**Exercise:**
Can you give all the records again without altering a single character?

**Input rows:**
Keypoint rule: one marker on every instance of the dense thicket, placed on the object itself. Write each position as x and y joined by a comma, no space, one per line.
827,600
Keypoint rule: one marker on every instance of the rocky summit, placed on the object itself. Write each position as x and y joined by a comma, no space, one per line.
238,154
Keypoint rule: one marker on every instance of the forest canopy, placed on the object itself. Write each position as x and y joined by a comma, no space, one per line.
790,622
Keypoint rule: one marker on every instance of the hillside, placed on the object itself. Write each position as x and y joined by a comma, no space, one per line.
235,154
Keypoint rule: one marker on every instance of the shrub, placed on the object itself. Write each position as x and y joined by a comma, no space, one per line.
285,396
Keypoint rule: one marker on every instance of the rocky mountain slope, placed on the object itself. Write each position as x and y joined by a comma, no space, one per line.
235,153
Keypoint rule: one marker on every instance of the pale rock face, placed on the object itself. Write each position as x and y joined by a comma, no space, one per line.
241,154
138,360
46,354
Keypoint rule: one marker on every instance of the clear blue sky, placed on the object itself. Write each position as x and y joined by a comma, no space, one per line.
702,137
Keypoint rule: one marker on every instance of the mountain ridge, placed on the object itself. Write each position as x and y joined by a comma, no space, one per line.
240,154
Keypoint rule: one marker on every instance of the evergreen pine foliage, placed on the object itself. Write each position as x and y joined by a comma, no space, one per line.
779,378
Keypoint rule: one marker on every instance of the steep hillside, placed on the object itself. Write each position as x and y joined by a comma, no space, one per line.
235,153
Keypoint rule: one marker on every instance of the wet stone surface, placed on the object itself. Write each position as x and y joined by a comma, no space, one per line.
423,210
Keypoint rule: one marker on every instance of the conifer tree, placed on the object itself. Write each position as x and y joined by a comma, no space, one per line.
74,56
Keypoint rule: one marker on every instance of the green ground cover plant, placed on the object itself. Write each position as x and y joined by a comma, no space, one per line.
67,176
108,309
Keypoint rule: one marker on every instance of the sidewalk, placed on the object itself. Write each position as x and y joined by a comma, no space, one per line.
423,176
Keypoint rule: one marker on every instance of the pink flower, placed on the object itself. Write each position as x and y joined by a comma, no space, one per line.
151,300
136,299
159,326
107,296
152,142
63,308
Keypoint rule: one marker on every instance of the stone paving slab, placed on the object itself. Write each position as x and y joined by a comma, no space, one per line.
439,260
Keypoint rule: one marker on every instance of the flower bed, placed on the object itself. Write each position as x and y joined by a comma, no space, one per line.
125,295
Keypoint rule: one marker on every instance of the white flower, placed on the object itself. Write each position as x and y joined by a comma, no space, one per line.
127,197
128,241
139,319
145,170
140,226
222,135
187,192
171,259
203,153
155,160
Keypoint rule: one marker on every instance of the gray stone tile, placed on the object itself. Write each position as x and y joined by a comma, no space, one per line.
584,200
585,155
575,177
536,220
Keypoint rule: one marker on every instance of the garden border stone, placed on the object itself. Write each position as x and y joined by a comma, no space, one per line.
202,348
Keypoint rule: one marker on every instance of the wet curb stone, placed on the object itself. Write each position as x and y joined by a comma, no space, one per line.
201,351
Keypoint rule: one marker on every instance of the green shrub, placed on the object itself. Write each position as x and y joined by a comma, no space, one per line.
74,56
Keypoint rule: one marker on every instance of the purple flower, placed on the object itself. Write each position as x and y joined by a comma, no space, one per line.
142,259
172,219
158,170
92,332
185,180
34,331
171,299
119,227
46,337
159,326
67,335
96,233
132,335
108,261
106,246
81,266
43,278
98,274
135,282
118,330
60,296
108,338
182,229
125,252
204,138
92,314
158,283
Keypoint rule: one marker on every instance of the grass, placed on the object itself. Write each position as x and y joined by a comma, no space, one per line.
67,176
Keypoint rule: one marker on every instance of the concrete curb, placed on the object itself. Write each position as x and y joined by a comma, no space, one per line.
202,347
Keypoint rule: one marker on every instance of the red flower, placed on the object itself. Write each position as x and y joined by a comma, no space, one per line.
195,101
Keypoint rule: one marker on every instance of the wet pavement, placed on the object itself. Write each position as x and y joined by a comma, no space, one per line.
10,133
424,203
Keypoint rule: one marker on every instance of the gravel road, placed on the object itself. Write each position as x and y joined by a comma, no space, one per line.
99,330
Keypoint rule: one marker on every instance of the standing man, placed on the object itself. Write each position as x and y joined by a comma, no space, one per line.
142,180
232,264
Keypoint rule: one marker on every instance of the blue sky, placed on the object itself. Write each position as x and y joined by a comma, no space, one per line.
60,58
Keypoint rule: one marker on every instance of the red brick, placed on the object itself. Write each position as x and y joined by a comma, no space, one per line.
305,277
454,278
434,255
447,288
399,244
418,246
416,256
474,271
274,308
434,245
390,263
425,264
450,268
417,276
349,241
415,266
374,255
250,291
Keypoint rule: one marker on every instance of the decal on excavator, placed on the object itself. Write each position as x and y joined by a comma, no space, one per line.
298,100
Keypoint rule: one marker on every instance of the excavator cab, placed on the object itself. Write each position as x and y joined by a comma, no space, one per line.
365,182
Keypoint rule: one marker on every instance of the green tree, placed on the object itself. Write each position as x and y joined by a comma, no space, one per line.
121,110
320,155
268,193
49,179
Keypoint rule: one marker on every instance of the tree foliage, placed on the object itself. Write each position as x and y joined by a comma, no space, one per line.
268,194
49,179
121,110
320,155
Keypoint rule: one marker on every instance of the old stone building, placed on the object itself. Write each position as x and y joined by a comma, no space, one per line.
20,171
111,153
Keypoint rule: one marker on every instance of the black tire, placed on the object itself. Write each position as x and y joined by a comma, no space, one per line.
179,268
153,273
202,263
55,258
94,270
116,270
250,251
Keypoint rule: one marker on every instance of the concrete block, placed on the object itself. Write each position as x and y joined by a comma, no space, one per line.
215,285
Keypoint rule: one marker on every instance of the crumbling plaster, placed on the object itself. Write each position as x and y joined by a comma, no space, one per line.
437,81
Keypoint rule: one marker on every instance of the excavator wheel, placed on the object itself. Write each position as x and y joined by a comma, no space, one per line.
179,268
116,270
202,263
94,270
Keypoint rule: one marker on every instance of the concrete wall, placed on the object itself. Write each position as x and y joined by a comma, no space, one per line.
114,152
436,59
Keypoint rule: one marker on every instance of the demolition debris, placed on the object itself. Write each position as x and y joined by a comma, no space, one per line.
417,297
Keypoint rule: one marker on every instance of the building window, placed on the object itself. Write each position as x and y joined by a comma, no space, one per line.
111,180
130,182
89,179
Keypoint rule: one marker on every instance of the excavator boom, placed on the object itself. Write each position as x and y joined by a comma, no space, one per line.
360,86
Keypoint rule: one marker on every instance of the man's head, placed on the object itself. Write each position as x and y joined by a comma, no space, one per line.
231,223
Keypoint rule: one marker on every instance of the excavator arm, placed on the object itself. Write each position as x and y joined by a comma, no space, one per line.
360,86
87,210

**Response to the exercise:**
Keypoint rule: one marker on every instance of the dense thicket, placed on the object itself. Write each position as x and y joined by a comma, no space, one per line.
827,600
Keypoint rule: one marker on every instance of the rocky summit, placed on the object itself. Write each position as x and y joined by a comma, no space, one per line.
238,154
Keypoint rule: one marker on every instance of the forest canopy, placed on the object itself. Write each position as x and y joined by a comma, no space, one per line.
790,622
Keypoint rule: one marker on every instance of the hillside, placed on the object itself. Write each position as x and y joined by a comma, no space, one per line.
235,154
Keypoint rule: one marker on every instance of the shrub, placed on the object itself. Write each position as x and y joined by a comma, no space, one per line.
285,396
Keypoint rule: one marker on every instance of the rocky mountain slope, placed on the object itself. Write each position as x and y joined by a comma, no space, one per line.
235,153
Keypoint rule: one marker on every instance of the pale rock face, placed on the object itself. Write each position as x and y joined by a comma, no space, one per line.
241,154
138,360
46,354
Keypoint rule: one marker on every instance of the clear blue sky, placed on the object itself. Write each position as x and y joined by a comma, no space, one per line.
702,137
Keypoint rule: one marker on every instance of the mountain ridge, placed on the object itself. Write each position as x and y joined by a comma, no space, one per line.
240,154
Keypoint rule: one marker on every instance of the evergreen pine foliage, placed on the object itself. Write each position as x and y joined by a comma, no space, one per line.
779,378
Keypoint rule: one marker on every instance of the steep hillside, placed on the object itself. Write each position as x and y joined by a comma, no space, one per line.
235,153
Keypoint rule: one marker on every instance of the wet stone surface, placed on the object itself. Write each position as x and y joined by a comma, no space, one per line.
423,210
Keypoint rule: one marker on every instance of the conifer tree, placed on the object itself. Write each position as x and y joined by a comma, no space, one per line.
74,56
Keypoint rule: one marker on every instance of the green ground cover plant, placed on the object itself. Write each position as x and y joined by a comma, no space, one per line.
67,176
108,309
Keypoint rule: one marker on every instance of the sidewalk, placed on the object itself. Write each position as x and y joined by a comma, no space, one per line.
423,176
Keypoint rule: one marker on every instance of the pink flower, placed on the object itself. Write each position as x and y joined by a comma, no space, one per line.
151,300
136,299
159,326
107,296
152,142
63,308
Keypoint rule: one marker on every instance of the stone paving slab, placed on the object itself. Write each position as x and y joined by a comma, no space, one per line.
439,260
Keypoint rule: one marker on every instance of the flower bed, placed on the object itself. Write each position as x and y joined by a comma, no space, one per line.
125,295
Keypoint rule: one marker on every instance of the white flower, placed on the object itself. Write each position as x and y joined by a comma, no space, one per line.
127,197
128,241
139,319
145,170
140,226
222,135
187,192
171,259
203,153
155,160
Keypoint rule: one marker on every instance of the gray stone tile, placed on the object itself. Write each position as x and y joined by a comma, no space, one per line.
584,200
585,155
575,177
536,220
Keypoint rule: one marker on every instance of the garden border stone, placed on the object itself. Write each position as x and y joined by a comma, no space, one per line.
202,348
Keypoint rule: one marker on every instance of the wet curb stone, placed on the object itself. Write each position as x and y joined by a comma, no space, one per line.
201,351
Keypoint rule: one marker on every instance of the green shrub, placed on the object itself. Write each position as x and y joined by a comma, no space, one per line.
74,56
Keypoint rule: one marker on every instance of the purple flower, placed on the object itself. Write each position as x and y joined by a comma, no space, one per line.
142,259
172,219
158,170
92,332
185,180
34,331
171,299
119,227
46,337
159,326
67,335
96,233
132,335
108,261
106,246
81,266
43,278
98,274
135,282
118,330
60,296
108,338
182,229
125,252
204,138
92,314
158,283
Keypoint rule: one marker on every instance of the grass, placed on the object itself. Write each position as x and y joined by a comma, no space, one per line.
67,176
Keypoint rule: one marker on every instance of the concrete curb, placed on the object itself. Write each position as x and y joined by a comma, no space, one per line.
202,347
Keypoint rule: one marker on every instance of the red flower, placed on the object itself. Write each position as x and y joined by a comma, no space, one per line.
195,101
Keypoint rule: one marker on every instance of the wet pavement, placed on the object itself. Write each position as x and y joined by a comma, no space, one per line.
10,133
424,203
Keypoint rule: one marker on every instance of the gravel road, placed on the object itself. Write each position as x and y joined by a comma, no space, one per line.
99,330
Keypoint rule: one marker on every instance of the standing man, placed on the object itself. Write each position as x and y joined by a comma, no space, one per line.
142,180
232,264
Keypoint rule: one marker on every instance of the blue sky, placed on the object itself. Write each position as x and y joined by a comma, no space, one per line.
60,58
Keypoint rule: one marker on every instance of the red brick, placed on the object itself. Write each position as x and y joined by a comma, no space, one per line.
305,277
454,278
434,255
447,288
399,244
418,246
416,256
474,271
274,308
434,245
390,263
425,264
450,268
417,276
349,241
415,266
374,255
250,291
Keypoint rule: one marker on every instance of the decal on excavator, placed on the object itself. Write each position as x and y joined by a comma, no space, one per line.
298,100
Keypoint rule: one marker on every instance of the excavator cab, placed on the object itself. Write each position as x and y joined by a comma, no space, one per line.
365,182
Keypoint rule: one marker on every instance of the green tree, placed on the object itself. Write each position as x and y joined by a comma, no space, one per line.
121,110
320,155
268,193
49,179
Keypoint rule: one marker on every instance of the tree foliage, placed on the object itself. Write each position as x and y joined by a comma, no space, one per line.
268,194
49,179
121,110
320,155
Keypoint rule: one marker on every instance of the old stone building, placed on the object itself. Write each position as x and y joined by a comma, no space, one per line.
20,171
111,153
Keypoint rule: one marker on every instance of the black tire, placed on the object itself. Write each position as x and y joined by a comma, no space, one per line.
179,268
153,273
202,263
55,258
94,270
116,270
250,251
Keypoint rule: one marker on every instance of the concrete block, placed on the object itself. Write each position as x and y joined by a comma, no space, one per line.
215,285
Keypoint rule: one marker on every instance of the crumbling plaster, placed on the object itself. Write each position as x and y joined by a comma, no space, one per line.
437,81
Keypoint rule: one marker on every instance of the excavator wheel, placed on the object itself. Write each position as x and y joined by a comma, no space, one per line.
179,268
116,270
202,263
94,270
Keypoint rule: one marker on every instance of the concrete wall, placed on the object itself. Write each position as x and y joined by a comma, no space, one per line.
114,152
436,59
Keypoint rule: one marker on every instance of the demolition debris, placed on the object itself. Write each position as x and y joined by a comma, no space, one per line.
417,297
Keypoint rule: one marker on every instance of the building window, placed on the object itself. Write each position as x and y joined by a comma, no space, one per line.
111,180
130,182
89,179
Keypoint rule: one marker on every instance of the excavator boom, placed on the object itself. Write each position as x and y joined by a comma, no space, one per line.
360,86
Keypoint rule: one marker on every instance of the man's head, placed on the object itself. Write each position as x and y joined by a comma, no space, one per line.
231,223
Keypoint rule: one marker on every instance of the excavator arm, placed on the object itself. Write each position as x and y joined by a comma, no space, one per line.
360,86
87,210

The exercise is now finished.